[Natural language region descriptions]

□ □ □

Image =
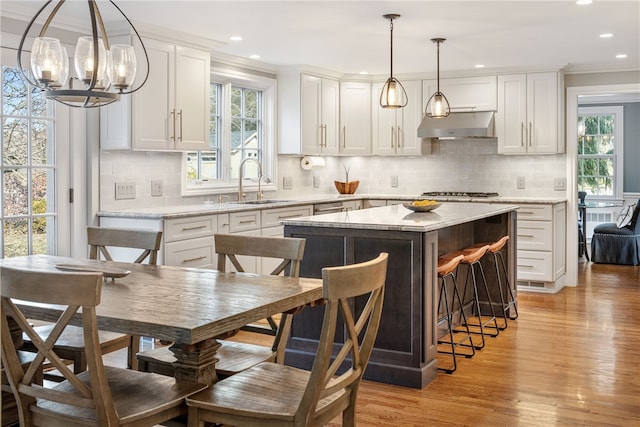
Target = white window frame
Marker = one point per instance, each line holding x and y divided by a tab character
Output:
225	184
618	113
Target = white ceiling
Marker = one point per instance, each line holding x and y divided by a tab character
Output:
351	36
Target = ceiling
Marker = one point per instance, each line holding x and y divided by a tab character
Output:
351	36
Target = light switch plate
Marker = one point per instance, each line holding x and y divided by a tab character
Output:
287	183
559	184
125	190
156	188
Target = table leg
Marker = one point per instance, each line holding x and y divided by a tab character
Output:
196	362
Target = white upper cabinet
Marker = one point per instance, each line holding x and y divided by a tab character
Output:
308	114
394	130
355	118
171	111
319	106
527	116
465	93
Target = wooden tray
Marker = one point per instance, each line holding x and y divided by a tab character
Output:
425	208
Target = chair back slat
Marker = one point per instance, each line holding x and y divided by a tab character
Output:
340	286
75	291
101	238
290	250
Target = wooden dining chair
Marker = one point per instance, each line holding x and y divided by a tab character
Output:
99	396
70	345
235	356
273	394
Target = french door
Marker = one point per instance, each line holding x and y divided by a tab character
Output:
34	206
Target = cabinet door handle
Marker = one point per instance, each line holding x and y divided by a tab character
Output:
173	127
344	137
184	261
198	227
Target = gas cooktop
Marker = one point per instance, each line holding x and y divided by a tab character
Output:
458	194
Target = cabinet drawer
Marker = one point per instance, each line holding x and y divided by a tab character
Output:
189	228
272	217
244	221
535	213
535	235
535	266
190	253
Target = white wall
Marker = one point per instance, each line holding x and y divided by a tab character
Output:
470	165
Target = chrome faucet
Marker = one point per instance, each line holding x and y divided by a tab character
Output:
241	194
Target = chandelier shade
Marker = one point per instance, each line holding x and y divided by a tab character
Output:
438	104
103	72
393	94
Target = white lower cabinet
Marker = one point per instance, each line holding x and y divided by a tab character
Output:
541	248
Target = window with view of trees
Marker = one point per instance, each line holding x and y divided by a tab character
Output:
600	151
27	215
236	133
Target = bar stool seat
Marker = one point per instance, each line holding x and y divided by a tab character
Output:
483	324
447	265
495	248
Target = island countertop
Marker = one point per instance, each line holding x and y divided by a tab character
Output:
399	218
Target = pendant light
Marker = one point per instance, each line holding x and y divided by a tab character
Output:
438	105
393	94
103	70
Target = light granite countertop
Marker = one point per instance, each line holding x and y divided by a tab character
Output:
190	210
399	218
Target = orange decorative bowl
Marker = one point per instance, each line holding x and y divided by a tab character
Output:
346	187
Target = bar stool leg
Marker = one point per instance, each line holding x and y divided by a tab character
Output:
481	324
449	310
512	299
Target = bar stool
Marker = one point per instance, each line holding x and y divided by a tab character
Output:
495	248
446	267
472	257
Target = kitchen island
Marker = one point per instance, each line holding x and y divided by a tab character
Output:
406	346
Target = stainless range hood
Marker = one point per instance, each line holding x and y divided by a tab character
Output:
459	125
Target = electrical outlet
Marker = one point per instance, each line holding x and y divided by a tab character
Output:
287	183
156	188
559	184
125	190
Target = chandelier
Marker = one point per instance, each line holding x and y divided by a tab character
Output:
103	71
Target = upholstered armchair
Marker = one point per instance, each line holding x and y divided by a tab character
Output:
613	245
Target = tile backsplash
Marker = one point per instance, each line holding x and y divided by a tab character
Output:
453	165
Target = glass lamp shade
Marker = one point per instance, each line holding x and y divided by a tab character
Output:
122	66
393	94
438	106
48	61
84	62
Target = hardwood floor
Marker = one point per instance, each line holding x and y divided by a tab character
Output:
569	360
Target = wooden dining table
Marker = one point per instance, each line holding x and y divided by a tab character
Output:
188	306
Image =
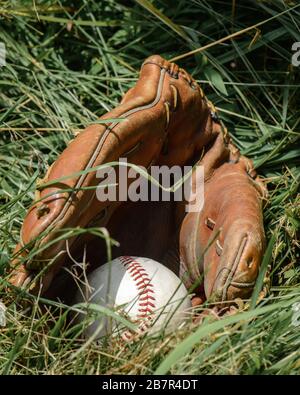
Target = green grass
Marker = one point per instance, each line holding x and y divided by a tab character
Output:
62	75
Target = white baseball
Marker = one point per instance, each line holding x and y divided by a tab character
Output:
150	294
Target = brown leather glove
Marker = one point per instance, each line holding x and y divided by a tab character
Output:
166	120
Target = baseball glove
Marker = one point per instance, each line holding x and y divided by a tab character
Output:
165	119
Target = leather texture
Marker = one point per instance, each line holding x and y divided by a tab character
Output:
165	119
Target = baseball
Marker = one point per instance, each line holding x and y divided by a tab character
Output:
146	292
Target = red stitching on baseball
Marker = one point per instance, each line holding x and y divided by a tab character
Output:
144	286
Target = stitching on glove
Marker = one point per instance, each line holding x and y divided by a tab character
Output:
236	262
101	142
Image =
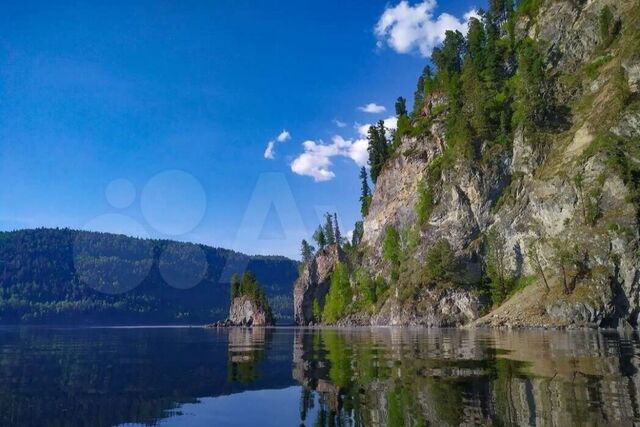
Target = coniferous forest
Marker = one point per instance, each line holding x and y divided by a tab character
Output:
65	276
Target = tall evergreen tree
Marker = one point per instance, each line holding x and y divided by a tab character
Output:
235	286
365	192
358	231
306	251
401	107
378	149
328	229
424	88
319	237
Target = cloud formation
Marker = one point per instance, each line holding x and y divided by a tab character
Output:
283	136
407	28
373	108
270	151
339	123
316	161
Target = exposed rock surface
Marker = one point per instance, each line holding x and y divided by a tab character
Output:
433	308
246	312
314	281
567	193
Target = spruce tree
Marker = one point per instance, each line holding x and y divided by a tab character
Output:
358	231
328	229
378	149
320	238
306	251
401	107
365	192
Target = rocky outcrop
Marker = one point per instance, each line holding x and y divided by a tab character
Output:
432	308
314	281
245	311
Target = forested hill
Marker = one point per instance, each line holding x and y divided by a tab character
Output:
65	276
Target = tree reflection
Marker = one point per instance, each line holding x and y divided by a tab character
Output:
392	377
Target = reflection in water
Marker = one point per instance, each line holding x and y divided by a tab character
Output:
368	377
400	377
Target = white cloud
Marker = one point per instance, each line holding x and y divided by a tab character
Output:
284	136
372	107
270	151
407	28
316	162
390	123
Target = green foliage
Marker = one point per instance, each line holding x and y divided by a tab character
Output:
336	229
306	251
425	203
619	153
320	237
316	311
497	268
378	148
424	88
591	69
366	289
250	288
365	192
339	296
441	264
530	106
404	128
235	286
51	276
609	26
401	107
391	250
528	7
358	232
328	229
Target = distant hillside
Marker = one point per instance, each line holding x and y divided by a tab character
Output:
67	276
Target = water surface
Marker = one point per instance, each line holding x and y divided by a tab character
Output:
280	377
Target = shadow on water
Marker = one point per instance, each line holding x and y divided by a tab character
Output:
364	377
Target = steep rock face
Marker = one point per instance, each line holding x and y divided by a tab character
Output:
246	312
314	281
563	193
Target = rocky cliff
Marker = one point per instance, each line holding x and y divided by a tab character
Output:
561	199
543	223
246	312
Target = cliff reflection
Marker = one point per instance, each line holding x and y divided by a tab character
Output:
246	349
396	377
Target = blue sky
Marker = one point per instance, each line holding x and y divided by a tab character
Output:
152	118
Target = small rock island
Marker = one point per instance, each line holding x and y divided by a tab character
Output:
249	305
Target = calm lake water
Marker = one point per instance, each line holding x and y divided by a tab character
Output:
293	377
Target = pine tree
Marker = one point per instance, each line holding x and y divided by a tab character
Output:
320	238
358	231
328	229
235	286
378	149
336	229
365	194
401	107
306	251
424	88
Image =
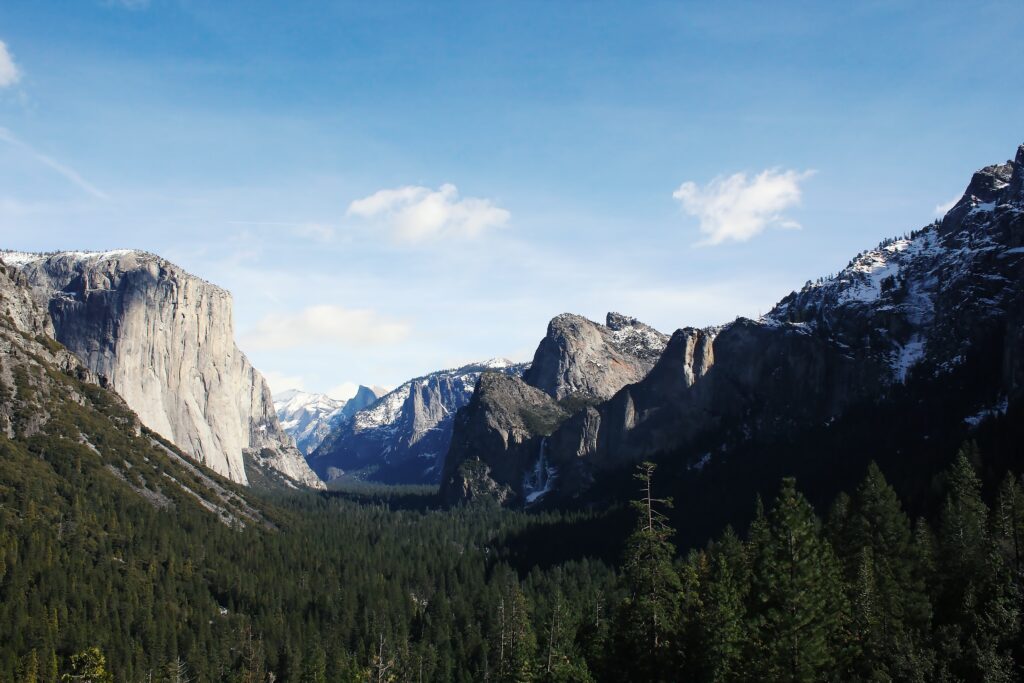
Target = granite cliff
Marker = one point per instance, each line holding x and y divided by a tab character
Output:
928	324
163	339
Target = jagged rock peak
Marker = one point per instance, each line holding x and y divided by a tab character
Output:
165	341
580	357
496	438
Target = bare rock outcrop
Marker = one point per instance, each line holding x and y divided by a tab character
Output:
164	340
580	357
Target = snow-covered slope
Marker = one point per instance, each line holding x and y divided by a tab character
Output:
310	417
402	437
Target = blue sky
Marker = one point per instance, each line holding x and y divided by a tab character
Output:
389	188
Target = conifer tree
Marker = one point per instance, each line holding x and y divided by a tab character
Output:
723	616
796	600
647	620
89	667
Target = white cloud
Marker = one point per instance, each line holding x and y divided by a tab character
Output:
67	171
281	382
418	214
9	73
343	391
736	209
325	325
941	209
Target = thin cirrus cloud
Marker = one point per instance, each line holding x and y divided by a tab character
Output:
9	73
325	325
736	208
420	214
68	172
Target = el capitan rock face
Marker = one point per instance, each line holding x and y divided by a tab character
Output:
164	340
502	433
943	301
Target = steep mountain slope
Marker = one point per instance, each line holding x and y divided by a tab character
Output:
931	319
578	365
402	437
55	417
579	357
308	418
164	340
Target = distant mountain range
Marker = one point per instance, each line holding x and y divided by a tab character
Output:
310	417
402	436
925	330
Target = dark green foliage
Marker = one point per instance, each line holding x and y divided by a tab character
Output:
647	620
110	570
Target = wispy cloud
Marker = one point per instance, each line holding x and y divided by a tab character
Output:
418	214
941	209
9	73
325	325
315	231
67	171
127	4
737	208
282	382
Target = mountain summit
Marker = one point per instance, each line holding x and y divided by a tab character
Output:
164	339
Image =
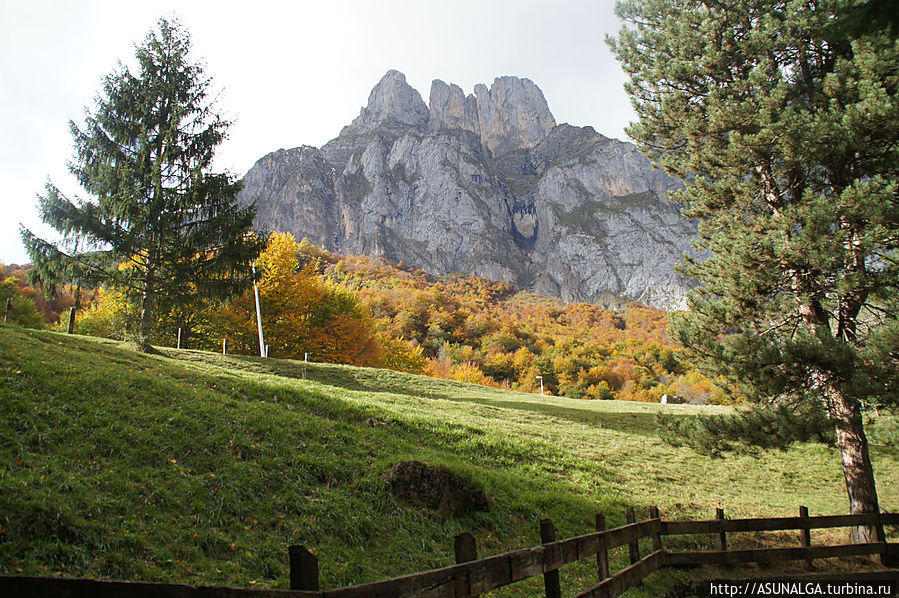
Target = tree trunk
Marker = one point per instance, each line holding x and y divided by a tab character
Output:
148	304
857	470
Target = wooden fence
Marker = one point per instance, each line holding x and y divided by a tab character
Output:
472	576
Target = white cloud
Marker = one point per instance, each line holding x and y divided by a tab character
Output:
291	73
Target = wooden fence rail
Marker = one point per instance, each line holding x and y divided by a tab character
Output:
472	576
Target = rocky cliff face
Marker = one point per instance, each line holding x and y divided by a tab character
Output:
485	184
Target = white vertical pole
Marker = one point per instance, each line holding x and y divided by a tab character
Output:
258	314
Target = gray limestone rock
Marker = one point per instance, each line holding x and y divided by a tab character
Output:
485	184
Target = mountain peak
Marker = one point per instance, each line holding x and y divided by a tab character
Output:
392	102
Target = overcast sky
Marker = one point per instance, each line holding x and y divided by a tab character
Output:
290	73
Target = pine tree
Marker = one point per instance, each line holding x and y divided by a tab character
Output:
157	217
783	118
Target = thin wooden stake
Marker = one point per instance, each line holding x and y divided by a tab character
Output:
722	537
303	569
466	550
656	536
805	535
632	547
550	578
602	553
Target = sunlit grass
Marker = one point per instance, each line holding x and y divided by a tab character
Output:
202	468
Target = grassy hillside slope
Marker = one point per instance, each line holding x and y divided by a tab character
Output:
201	468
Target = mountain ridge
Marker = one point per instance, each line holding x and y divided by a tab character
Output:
486	184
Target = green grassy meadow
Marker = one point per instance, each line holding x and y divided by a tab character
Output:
200	468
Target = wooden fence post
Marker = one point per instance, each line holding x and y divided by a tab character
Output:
722	536
550	578
303	569
602	553
466	550
632	547
656	536
805	535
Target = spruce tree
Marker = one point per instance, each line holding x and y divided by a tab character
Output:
783	119
156	218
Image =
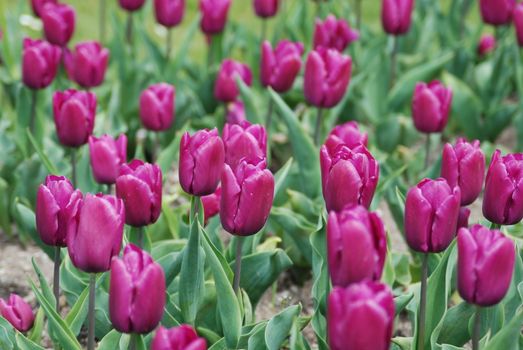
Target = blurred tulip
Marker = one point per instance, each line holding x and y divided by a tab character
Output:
98	233
247	194
485	265
503	198
55	200
136	292
360	317
431	215
107	155
201	162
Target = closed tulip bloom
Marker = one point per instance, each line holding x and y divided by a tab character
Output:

□ □ □

Above are some records. Count the lines among them with the word "leather", and answer with the number only.

2